→ Text segment

++++

Two works from August Wilson’s 10-play cycle are making a big comeback within days of each other in late December. Wilson’s Pulitzer Prize-winning play Fences (1984) gets its Hollywood film treatment on Christmas day, with stars Denzel Washington and Viola Davis. His play Jitney (1979), directed by Ruben Santiago-Hudson, premieres on Broadway in January and opens in previews on December 28.
To best appreciate the playwright’s body of work and own life, watch August Wilson: The Ground on Which I Stand, or tune in on January 20, 2017 for the national rebroadcast on PBS. Film and theater luminaries including Viola Davis, Charles Dutton, Laurence Fishburne, James Earl Jones, Suzan-Lori Parks, Ruben Santiago-Hudson and Phylicia Rashad share their stories of the career- and life-changing experience of bringing Wilson’s rich theatrical voice to the stage. Wilson’s sister Freda Ellis, his widow and costume designer Constanza Romero, as well as friends, colleagues and scholars trace Wilson’s influences, creative evolution, triumphs, struggles and quest for cultural determinism before his untimely death from liver cancer.

++++

→ Task item A
According to the passage on August Wilson, on what date does Jitney open in previews?
→ Task item B
Summarize the passage on August Wilson in two sentences.
The material after the passage on August Wilson can be set aside.

→ Record set
++++

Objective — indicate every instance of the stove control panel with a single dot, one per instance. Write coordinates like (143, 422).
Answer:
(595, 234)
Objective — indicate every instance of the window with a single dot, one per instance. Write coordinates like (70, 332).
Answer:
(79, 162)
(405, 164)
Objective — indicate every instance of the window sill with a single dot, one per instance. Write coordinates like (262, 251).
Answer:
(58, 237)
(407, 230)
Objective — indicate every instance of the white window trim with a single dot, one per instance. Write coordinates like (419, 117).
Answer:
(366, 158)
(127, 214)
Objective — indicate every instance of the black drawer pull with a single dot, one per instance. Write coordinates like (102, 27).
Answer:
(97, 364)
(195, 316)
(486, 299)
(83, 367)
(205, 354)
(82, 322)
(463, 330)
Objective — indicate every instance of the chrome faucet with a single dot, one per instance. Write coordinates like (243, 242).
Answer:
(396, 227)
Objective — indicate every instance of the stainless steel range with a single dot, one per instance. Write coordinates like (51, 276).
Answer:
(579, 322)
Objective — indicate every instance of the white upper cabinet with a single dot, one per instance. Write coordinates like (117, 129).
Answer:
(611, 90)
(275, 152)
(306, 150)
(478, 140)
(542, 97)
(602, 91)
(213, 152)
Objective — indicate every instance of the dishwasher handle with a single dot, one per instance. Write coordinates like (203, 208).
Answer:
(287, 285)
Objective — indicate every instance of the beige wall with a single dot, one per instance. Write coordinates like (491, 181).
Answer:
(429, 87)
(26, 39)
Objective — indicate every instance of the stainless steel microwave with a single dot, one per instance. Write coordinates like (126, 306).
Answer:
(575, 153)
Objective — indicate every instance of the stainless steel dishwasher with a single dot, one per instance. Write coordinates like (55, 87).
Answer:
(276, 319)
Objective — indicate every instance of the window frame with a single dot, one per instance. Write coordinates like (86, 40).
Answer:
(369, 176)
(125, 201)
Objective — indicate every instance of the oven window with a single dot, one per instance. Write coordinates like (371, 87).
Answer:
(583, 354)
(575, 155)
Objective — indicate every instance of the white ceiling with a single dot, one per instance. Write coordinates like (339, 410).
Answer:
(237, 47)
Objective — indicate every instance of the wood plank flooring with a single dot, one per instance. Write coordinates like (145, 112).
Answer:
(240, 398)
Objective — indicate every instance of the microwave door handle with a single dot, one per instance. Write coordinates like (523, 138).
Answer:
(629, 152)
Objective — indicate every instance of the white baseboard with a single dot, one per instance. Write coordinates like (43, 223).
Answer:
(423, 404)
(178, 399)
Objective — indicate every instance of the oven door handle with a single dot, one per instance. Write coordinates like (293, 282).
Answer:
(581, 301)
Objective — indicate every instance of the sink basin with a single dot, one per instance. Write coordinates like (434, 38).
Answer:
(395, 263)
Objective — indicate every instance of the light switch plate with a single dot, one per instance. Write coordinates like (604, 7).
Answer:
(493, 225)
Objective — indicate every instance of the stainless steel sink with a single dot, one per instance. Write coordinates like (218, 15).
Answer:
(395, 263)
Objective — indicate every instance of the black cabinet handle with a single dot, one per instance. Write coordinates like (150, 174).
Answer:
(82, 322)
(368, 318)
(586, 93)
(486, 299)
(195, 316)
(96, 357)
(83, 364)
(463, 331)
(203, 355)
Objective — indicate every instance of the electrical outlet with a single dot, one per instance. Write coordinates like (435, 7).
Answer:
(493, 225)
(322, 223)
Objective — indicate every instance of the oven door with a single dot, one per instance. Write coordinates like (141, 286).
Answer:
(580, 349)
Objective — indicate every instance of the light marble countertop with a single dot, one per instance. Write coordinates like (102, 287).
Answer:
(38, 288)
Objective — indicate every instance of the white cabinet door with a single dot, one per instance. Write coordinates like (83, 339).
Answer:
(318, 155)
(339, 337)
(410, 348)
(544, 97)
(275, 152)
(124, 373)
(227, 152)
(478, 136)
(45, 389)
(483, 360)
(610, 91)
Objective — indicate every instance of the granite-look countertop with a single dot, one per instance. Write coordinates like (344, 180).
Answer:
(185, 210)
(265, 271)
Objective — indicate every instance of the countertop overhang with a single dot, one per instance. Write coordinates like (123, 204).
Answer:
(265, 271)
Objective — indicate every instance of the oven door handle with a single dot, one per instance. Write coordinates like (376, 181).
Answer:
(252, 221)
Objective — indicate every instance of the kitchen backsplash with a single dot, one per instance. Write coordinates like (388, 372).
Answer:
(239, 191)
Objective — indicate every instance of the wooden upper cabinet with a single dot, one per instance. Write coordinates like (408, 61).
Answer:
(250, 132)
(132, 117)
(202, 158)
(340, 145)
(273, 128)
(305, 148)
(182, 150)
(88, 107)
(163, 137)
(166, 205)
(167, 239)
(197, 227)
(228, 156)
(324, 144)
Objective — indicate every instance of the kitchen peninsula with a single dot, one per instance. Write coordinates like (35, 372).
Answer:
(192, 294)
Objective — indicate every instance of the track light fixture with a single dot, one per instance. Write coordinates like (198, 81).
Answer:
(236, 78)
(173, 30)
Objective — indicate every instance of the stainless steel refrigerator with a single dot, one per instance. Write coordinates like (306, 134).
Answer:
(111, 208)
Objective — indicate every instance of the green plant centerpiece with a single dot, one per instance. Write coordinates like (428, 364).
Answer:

++++

→ Response box A
December 28

→ Response box B
Two plays from August Wilson's 10-play cycle return within days of each other: Fences opens as a Hollywood film on Christmas day, and Jitney opens in Broadway previews on December 28 before its January premiere. The documentary August Wilson: The Ground on Which I Stand, which gets a national PBS rebroadcast on January 20, 2017, offers actors, family, friends, colleagues and scholars recounting the playwright's work and life before his death from liver cancer.